**Problem to solve**
Which lines of the data below hold "water"? Copy each of them.
(Input Opens)
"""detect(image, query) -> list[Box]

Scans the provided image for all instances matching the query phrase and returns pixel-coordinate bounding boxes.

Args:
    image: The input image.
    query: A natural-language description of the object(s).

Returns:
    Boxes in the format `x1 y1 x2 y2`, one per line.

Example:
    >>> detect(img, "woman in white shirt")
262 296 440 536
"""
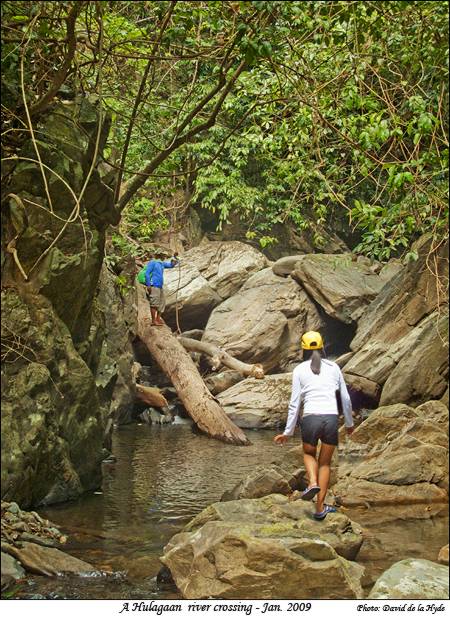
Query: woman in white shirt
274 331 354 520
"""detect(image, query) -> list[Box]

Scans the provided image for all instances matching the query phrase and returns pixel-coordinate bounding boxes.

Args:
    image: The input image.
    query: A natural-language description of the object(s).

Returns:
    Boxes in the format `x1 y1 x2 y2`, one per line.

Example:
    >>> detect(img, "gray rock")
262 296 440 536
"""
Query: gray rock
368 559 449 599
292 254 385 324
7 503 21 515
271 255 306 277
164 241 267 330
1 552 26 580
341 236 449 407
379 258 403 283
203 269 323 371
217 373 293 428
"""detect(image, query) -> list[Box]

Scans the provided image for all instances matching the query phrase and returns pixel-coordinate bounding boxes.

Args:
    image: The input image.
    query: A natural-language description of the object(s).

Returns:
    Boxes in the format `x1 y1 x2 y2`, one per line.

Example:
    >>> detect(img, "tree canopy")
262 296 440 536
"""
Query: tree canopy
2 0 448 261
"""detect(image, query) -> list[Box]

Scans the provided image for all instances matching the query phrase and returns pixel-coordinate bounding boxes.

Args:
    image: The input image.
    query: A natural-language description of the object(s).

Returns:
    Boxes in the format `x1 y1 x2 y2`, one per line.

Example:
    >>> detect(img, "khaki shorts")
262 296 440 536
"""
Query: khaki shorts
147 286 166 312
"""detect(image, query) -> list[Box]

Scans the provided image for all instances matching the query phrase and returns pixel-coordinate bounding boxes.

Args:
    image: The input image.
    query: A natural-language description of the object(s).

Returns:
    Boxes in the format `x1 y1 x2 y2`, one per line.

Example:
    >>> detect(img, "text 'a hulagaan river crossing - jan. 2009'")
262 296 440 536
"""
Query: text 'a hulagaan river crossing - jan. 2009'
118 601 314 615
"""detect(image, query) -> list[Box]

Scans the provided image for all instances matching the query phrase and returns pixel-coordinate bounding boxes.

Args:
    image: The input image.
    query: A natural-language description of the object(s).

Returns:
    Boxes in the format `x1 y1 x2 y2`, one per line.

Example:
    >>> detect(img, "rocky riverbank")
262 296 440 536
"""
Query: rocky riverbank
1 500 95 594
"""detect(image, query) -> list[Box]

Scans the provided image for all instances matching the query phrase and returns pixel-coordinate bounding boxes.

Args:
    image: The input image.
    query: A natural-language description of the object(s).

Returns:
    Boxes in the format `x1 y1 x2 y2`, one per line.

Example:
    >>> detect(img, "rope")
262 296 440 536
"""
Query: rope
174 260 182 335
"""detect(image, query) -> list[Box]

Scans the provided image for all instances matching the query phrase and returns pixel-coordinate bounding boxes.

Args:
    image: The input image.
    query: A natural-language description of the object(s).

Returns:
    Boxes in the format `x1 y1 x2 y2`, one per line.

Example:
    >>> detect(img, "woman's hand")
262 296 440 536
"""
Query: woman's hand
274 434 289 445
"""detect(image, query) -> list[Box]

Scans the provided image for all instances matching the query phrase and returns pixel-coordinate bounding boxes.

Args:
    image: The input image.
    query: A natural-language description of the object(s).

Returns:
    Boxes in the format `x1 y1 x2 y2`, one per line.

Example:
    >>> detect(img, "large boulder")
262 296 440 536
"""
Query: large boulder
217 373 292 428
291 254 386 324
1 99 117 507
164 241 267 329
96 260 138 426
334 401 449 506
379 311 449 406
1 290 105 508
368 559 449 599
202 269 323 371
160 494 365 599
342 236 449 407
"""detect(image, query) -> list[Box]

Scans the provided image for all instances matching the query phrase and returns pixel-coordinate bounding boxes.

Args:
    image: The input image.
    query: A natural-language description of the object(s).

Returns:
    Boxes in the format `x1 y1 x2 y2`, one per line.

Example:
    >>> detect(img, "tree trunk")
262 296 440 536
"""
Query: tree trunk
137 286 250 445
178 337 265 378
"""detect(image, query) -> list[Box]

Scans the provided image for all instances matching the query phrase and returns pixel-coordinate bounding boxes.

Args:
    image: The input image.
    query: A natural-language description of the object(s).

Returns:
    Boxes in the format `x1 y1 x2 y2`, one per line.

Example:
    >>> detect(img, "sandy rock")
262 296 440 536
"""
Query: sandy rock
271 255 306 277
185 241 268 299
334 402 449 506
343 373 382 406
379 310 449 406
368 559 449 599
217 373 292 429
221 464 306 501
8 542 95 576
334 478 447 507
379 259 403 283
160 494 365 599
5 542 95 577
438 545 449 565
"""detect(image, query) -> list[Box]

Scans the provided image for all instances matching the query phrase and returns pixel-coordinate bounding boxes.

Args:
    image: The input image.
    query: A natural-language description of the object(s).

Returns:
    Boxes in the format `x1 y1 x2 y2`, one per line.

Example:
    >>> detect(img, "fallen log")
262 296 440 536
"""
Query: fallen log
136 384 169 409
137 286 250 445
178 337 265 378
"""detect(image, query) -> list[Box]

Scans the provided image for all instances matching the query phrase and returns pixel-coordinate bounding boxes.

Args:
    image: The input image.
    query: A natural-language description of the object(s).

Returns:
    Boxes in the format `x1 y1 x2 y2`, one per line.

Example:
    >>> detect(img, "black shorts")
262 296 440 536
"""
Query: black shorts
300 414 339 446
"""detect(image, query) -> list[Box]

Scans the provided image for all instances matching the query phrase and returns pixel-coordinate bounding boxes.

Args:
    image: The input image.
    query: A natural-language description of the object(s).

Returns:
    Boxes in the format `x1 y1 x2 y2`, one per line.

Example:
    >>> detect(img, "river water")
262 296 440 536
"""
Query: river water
(Input Closes)
**Response to this exercise**
    >>> detect(img, "river water")
Query: river water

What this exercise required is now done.